* **Texte à lire**:
◇ ◇ ◇ ◇ ◇ ◇ ◇

Parce que, même si nous avons des couleurs de peaux différentes, nous venons tous de la même terre. Nous sommes multitudes et nous contenons des multitudes, qu’il s’agisse de la mémoire de nos ancêtres ou plus simplement de bactéries. Pour être fertile, la terre a besoin, comme nous, d’un microbiote. Ce qui la tue, c’est la monoculture. Et puis la terre permet de se relier à des mythes. Je pense évidemment à Adam dans la Bible que Dieu façonne à partir de glaise. Mais aussi au mythe de la création Yoruba au Nigeria qui raconte que l’humain est créé à partir d’argile. Sans oublier la thématique transculturelle du souffle de prāna en Inde, l’aṣẹ pour les Yorubas, le qì en Chine ou l’Esprit saint dans le Nouveau Testament.

Avez-vous échangé avec l’architecte Kengo Kuma auquel vous avez été associée dans la conception de la gare de Saint-Denis–Pleyel ?

Nous nous sommes rencontrés à plusieurs reprises, à Paris et même à Tokyo. La verticalité de son atrium, par sa hauteur mais aussi par les lignes du bois, tout comme la lumière et l’aspect « carottage archéologique » de l’intérieur ont évidemment influé sur mon travail. Et puis nous avons échangé sur la faisabilité, l’emplacement… Mes Vénus auront une ossature en inox et en béton cellulaire qui a une énergie grise [la quantité d’énergie totale nécessaire à la fabrication d’un produit, Ndlr] assez faible. Je ne voulais pas non plus utiliser de produits dérivés du pétrole, comme la résine par exemple. La peau est un mélange de pigments et de terre. Je souhaitais que mes sculptures aient 1,90 m de haut, mais elles vont plutôt mesurer 1,70 m pour que cela soit harmonieux. En fait, nous avons dialogué à chaque étape avec lui et son équipe. Kengo Kuma a d’ailleurs personnellement accroché au projet des Venus, notamment sur le fait que le nombre 108 – qui correspond au nombre de mes sculptures – est un chiffre très fort dans les différentes philosophies orientales, notamment le bouddhisme et le shintoïsme, et qu’il se souvenait d’entendre, enfant, le gong sonner 108 fois.

Qu’est-ce que cela signifie pour vous d’avoir une œuvre pérenne installée dans une gare ?

C’est un rêve pour tout artiste ! Parce que toute personne peut avoir accès à cette œuvre… même sans ticket de transport ! Il y aura sans doute des gens qui ne la remarqueront pas pendant des semaines puis qui, d’un coup, la verront parce qu’à ce moment-là ils seront ouverts à cette rencontre. Je pense aussi aux enfants qui vont grandir en la côtoyant. Qui se diront en regardant ces sculptures : « c’est ma mère, c’est ma sœur… » Cette armée de terre, c’est une ode à la diversité. Et l’œuvre deviendra vivante par les regards qui se posent dessus.

Est-ce que, quand on conçoit une œuvre pour l’espace public, on l’adapte ? Au sens où le public n’est pas, comme dans un musée, « là pour ça » ?

◇ ◇ ◇ ◇ ◇ ◇ ◇

* **Données brutes**:

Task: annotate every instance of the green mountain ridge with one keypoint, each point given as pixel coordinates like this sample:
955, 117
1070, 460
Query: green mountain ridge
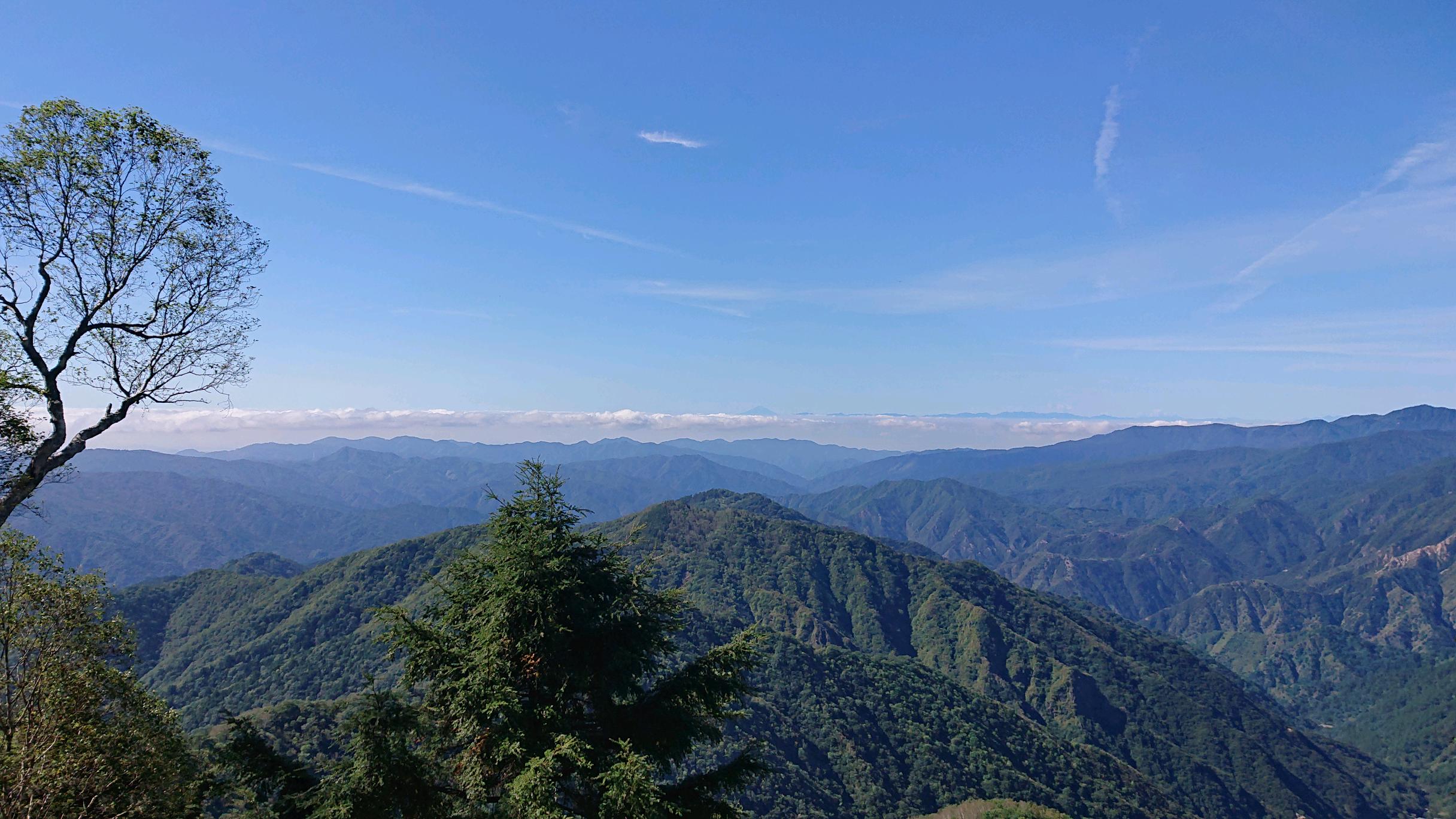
867, 624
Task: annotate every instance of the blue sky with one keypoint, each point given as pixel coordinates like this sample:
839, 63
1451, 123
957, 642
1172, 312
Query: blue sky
1229, 210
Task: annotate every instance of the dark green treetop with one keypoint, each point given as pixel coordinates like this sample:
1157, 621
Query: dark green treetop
552, 677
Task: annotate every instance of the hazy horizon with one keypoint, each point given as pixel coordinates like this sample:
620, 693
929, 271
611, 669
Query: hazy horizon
210, 429
1142, 210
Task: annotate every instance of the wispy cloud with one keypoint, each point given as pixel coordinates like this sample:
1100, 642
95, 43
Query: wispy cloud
1404, 219
669, 138
1390, 336
1184, 260
440, 194
225, 429
1135, 54
1106, 145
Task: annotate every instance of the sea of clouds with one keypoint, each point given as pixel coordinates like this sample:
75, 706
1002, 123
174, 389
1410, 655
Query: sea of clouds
211, 429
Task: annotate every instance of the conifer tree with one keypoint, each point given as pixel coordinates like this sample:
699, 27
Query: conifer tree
551, 674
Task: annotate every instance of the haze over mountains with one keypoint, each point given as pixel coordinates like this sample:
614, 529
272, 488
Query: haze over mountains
1312, 560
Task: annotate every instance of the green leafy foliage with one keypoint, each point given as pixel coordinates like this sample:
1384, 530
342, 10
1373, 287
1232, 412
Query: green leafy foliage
79, 738
533, 656
996, 809
871, 633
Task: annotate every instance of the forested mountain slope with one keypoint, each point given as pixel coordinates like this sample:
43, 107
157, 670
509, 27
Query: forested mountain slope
144, 515
1133, 444
897, 685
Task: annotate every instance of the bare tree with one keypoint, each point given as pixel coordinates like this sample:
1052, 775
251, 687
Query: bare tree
123, 269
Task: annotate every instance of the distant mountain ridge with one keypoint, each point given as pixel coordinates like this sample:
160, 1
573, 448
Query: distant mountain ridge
1138, 442
891, 685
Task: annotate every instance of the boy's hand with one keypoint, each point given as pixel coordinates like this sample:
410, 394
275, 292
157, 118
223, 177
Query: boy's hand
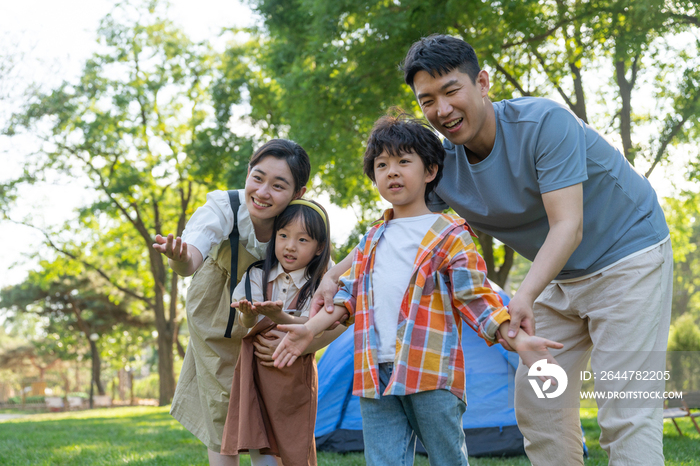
323, 297
293, 344
521, 316
269, 308
173, 248
533, 349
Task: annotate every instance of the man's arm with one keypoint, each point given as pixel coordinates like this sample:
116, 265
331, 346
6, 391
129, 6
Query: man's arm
564, 209
184, 260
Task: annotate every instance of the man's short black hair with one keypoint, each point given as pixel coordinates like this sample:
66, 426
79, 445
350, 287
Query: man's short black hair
440, 53
399, 132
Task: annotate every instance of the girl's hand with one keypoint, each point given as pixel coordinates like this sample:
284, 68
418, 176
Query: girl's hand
265, 344
269, 308
293, 344
245, 307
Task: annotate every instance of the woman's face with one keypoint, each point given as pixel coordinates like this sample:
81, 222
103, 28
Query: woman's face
269, 188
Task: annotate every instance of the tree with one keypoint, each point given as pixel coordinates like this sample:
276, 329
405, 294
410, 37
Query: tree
139, 127
77, 308
331, 70
683, 217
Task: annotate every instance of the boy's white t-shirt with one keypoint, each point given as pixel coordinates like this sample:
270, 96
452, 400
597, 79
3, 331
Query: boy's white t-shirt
393, 264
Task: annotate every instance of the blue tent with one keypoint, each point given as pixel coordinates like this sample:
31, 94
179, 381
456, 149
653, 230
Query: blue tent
489, 423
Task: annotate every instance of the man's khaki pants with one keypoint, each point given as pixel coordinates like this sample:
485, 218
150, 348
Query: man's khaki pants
620, 318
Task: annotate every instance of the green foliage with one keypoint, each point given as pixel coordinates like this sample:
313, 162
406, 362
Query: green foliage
328, 70
683, 217
146, 387
141, 127
684, 334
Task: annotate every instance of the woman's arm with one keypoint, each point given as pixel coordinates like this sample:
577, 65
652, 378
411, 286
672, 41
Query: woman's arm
184, 260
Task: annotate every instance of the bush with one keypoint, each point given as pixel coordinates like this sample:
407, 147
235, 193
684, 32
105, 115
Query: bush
16, 400
147, 387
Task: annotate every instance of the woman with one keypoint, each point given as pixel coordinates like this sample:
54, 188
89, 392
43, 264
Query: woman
277, 173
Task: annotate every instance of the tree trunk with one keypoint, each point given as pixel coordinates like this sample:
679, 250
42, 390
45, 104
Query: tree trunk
166, 371
625, 87
96, 367
498, 275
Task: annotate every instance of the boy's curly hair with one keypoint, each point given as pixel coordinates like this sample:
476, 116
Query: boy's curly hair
398, 132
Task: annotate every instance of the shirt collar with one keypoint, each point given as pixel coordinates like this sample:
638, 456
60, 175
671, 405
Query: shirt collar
298, 276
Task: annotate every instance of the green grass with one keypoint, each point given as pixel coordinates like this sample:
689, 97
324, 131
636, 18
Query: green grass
149, 436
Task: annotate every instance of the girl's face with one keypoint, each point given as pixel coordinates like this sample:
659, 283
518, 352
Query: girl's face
294, 247
269, 188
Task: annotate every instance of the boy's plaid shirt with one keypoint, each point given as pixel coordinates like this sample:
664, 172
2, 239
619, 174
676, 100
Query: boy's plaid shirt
448, 284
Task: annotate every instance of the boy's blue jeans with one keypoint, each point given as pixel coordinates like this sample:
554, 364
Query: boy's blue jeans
391, 424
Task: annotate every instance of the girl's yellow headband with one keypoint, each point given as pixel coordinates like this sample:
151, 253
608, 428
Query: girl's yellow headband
313, 206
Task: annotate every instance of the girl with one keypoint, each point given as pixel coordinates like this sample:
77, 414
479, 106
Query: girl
274, 410
277, 173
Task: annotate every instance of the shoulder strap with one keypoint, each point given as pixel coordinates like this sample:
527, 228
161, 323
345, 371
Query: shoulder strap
248, 290
233, 241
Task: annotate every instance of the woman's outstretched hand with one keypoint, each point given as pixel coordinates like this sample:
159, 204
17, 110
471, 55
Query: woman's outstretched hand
172, 248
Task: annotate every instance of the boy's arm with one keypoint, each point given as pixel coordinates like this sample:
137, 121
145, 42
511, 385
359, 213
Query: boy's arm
323, 297
299, 337
472, 296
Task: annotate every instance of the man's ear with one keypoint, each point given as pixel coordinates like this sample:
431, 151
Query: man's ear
300, 193
482, 80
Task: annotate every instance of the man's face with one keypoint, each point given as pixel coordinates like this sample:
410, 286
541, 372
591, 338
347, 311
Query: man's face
454, 105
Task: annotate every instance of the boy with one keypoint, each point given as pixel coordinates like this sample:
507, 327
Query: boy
409, 365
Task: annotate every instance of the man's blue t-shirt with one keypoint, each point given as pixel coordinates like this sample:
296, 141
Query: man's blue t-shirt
542, 146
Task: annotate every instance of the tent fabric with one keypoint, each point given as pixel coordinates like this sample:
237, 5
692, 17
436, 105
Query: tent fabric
489, 422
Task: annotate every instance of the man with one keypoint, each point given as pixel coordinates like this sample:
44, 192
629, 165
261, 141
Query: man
530, 173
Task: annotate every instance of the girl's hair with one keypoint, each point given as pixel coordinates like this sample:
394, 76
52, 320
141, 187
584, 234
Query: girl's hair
289, 151
317, 228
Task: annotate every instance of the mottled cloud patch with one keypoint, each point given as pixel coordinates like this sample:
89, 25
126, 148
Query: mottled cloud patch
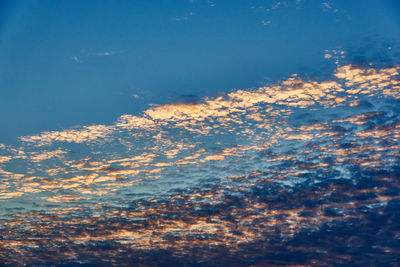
279, 166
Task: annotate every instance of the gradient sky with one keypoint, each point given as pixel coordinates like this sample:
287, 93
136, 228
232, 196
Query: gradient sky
200, 133
68, 63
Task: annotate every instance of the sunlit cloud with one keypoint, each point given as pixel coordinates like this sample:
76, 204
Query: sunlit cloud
272, 165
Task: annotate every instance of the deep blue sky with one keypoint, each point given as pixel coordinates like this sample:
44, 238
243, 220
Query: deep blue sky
66, 63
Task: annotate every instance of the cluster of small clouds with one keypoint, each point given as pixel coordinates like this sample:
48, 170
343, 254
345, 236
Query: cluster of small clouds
294, 132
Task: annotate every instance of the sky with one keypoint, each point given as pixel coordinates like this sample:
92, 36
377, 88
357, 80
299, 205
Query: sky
69, 63
199, 133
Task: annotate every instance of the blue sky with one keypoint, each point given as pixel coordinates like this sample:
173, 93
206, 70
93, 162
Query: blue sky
199, 133
67, 63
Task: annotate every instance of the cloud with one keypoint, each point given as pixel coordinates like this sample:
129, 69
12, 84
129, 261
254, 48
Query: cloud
270, 165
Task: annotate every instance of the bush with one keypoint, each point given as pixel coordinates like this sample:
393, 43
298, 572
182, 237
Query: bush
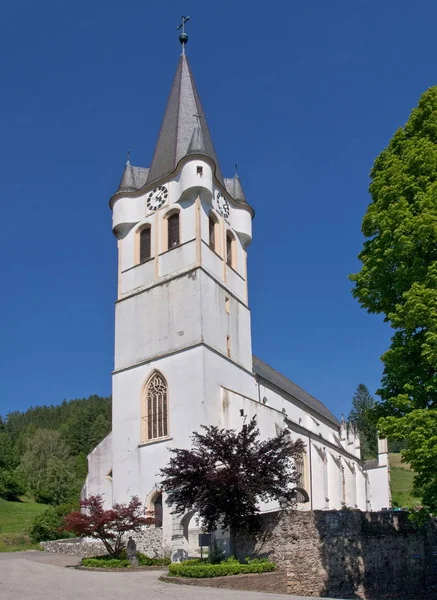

◇ ◇ ◇ ◇ ◇ ◇ ◇

* **Objectif**:
Recopiez mot pour mot le passage de l'entretien compris entre « C’est un rêve » et « se posent dessus. », ces deux passages inclus. Le matériel ne sert à rien ici.

* **Résultat**:
C’est un rêve pour tout artiste ! Parce que toute personne peut avoir accès à cette œuvre… même sans ticket de transport ! Il y aura sans doute des gens qui ne la remarqueront pas pendant des semaines puis qui, d’un coup, la verront parce qu’à ce moment-là ils seront ouverts à cette rencontre. Je pense aussi aux enfants qui vont grandir en la côtoyant. Qui se diront en regardant ces sculptures : « c’est ma mère, c’est ma sœur… » Cette armée de terre, c’est une ode à la diversité. Et l’œuvre deviendra vivante par les regards qui se posent dessus.